BEGIN TEXT SHOWN
Brokers Warn of Volatility

Despite the positive news, brokers are urging borrowers not to become complacent. The rate cuts coincide with renewed tensions in the Middle East, where a fragile ceasefire is at risk of collapsing, potentially driving oil prices and mortgage rates higher.

Justin Moy of EHF Mortgages in Chelmsford said the overseas turmoil "will inevitably push mortgage rates up yet again, along with other costs such as fuel." He advised borrowers to act quickly: "Sharpen your pencil now and jump on," warning that rates "can be here today and gone tomorrow."

Emma Jones of Whenthebanksaysno.co.uk in Runcorn told Newspage the good news may be short-lived, as rising oil prices could force lenders to "pause for thought."

'A Dangerous Game of Chicken'

Rohit Kohli of The Mortgage Stop in Romsey noted that the Barclays cuts were locked in before the latest geopolitical upheaval, pointing out that Donald Trump declared the Iran ceasefire over on the same morning the rates dropped. He urged borrowers not to expect further reductions: "This may well be one of the last cuts we see for a while," adding that anyone waiting for a better deal is "taking a gamble."

Darryl Dhoffer of The Mortgage Geezer in Bedford was more blunt, stating that borrowers holding out for rock-bottom rates are "playing a very dangerous game of chicken with global politics." He described the current sub-4.5% deals as a "tactical clearance sale" rather than a lasting market shift.

Lock In Now, Review Later

While not all brokers were pessimistic, the consensus was clear: don't wait. David Stirling of Mint Wealth in Belfast noted that swap rates had fallen and lenders were "moving fast," with further cuts from Leeds Building Society expected soon across residential, buy-to-let, and shared ownership products. However, he cautioned that the calm "is potentially borrowed" and could evaporate if the ceasefire collapses and inflation rises.

Tracey Dixon of Pure Mortgage and Protection in Cardiff said the cuts were welcome but "not a signal to sit back and wait." She highlighted that many lenders allow borrowers to secure a rate months in advance, with the option to switch to a cheaper deal if rates fall further before completion. Her advice to anyone with a deal ending in the next six months: "Don't gamble on the market turning in your favour. Lock something in - and review it later if rates do fall further."
END TEXT SHOWN
BEGIN SUPPLIED INFORMATION
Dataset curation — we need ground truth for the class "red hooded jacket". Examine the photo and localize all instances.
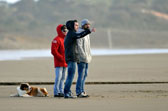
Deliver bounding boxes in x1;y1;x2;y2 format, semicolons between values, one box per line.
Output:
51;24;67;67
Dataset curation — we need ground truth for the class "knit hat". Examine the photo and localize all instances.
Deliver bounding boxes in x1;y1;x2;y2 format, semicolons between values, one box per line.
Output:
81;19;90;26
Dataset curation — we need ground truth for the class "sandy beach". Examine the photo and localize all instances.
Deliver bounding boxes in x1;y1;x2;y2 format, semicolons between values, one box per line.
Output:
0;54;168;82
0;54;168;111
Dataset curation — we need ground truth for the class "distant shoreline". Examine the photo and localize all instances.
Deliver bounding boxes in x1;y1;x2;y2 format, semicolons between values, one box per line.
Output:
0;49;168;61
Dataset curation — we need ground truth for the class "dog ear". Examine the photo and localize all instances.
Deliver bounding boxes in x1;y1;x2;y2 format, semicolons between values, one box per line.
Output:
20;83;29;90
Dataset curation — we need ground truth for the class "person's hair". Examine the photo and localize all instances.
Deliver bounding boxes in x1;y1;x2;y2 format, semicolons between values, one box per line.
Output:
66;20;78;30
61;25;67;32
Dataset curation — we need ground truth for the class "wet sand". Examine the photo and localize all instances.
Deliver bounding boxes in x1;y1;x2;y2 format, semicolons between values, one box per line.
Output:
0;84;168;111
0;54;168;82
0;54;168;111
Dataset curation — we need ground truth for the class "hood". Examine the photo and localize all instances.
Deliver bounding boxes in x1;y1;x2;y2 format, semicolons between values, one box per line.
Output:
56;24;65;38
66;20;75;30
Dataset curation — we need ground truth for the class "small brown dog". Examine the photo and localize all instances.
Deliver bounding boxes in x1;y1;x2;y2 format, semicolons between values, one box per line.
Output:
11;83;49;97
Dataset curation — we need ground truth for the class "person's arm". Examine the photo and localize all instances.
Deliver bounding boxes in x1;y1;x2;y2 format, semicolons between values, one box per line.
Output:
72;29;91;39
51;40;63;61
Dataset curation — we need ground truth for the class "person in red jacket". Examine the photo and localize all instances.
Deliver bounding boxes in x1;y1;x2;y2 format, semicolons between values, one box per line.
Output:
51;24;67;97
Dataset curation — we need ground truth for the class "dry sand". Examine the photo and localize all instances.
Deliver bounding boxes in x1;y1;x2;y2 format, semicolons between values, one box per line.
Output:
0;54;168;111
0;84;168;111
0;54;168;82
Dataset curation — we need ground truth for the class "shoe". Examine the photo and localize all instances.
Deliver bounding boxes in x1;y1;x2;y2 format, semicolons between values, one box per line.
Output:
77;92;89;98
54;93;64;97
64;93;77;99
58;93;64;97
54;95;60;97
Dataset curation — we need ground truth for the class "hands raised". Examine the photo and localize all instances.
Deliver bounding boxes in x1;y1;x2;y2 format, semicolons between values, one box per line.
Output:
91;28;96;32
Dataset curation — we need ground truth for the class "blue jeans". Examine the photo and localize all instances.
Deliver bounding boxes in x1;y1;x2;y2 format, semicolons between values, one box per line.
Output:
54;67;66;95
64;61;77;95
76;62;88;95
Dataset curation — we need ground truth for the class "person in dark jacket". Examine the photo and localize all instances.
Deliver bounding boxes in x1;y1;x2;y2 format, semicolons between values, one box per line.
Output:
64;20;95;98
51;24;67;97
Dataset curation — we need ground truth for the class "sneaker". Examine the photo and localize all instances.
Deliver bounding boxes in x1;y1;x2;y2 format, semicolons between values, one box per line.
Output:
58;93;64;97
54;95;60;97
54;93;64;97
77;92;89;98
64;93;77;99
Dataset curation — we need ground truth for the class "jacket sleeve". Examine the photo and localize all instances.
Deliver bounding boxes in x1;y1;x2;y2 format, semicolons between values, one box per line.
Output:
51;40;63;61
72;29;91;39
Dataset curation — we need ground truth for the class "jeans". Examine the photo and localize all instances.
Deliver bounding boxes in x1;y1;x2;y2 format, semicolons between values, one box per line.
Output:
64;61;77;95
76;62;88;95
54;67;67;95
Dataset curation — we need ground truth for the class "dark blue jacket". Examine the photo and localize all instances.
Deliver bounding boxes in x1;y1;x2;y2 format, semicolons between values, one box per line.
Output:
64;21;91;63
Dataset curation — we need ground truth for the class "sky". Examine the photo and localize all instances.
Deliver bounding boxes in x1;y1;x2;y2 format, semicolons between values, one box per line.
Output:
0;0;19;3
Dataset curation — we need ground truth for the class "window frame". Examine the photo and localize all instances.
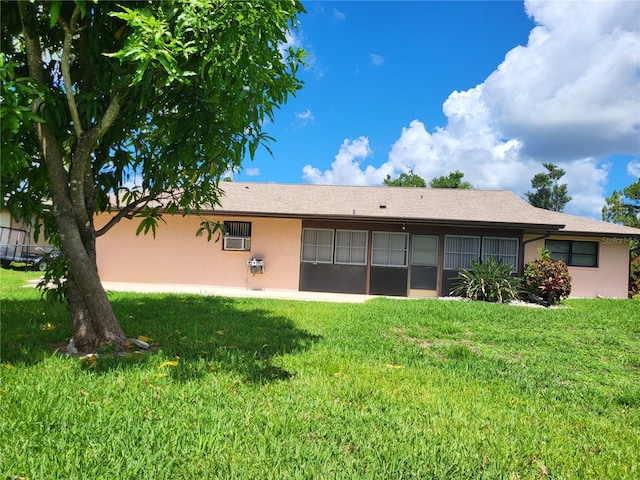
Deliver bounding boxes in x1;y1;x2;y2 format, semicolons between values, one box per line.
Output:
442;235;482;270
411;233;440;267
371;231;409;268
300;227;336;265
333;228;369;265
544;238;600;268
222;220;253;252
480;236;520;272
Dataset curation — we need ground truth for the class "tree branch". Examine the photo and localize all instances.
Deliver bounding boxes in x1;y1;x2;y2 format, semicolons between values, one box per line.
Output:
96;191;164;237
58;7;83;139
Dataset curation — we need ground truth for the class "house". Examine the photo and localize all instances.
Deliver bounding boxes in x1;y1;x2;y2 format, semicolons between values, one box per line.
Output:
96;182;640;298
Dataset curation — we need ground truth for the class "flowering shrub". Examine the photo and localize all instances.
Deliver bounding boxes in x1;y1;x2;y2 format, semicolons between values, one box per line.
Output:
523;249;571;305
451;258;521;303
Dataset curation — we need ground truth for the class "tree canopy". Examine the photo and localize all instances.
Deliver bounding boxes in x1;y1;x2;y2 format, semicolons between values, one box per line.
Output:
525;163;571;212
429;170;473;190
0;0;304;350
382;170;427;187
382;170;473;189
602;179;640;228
END SUPPLIED INFORMATION
GOAL
In the text on brokers' warnings about mortgage rates, how does Darryl Dhoffer describe the current sub-4.5% deals?

WRITTEN SOLUTION
He calls them a "tactical clearance sale" rather than a lasting market shift.